(Stored dataset items)
____

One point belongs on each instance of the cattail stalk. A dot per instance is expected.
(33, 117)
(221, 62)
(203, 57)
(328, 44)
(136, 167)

____

(Instructions for the task) Every record, from top to bottom, must be transcribed exactly.

(Task result)
One point belongs on each instance of the cattail stalk. A dot per instance is expected.
(33, 117)
(221, 62)
(203, 57)
(328, 44)
(136, 167)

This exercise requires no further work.